• **Work request**
Transcribe the data exactly. Leave nothing out.
(Supplied material Opens)
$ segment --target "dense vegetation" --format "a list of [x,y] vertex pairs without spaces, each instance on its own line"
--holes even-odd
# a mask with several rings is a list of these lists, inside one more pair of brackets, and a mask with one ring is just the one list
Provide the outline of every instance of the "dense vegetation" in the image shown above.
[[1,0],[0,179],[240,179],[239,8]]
(Supplied material Closes)
• **Result below**
$ segment --target "dense vegetation" --format "a list of [x,y] vertex pairs without spaces, each instance on its own line"
--holes even-odd
# a mask with several rings is a list of these lists, inside one more pair of brackets, and a mask with one ring is just the one list
Provide the outline of every instance of the "dense vegetation" in the image shown above.
[[1,0],[0,179],[240,179],[239,8]]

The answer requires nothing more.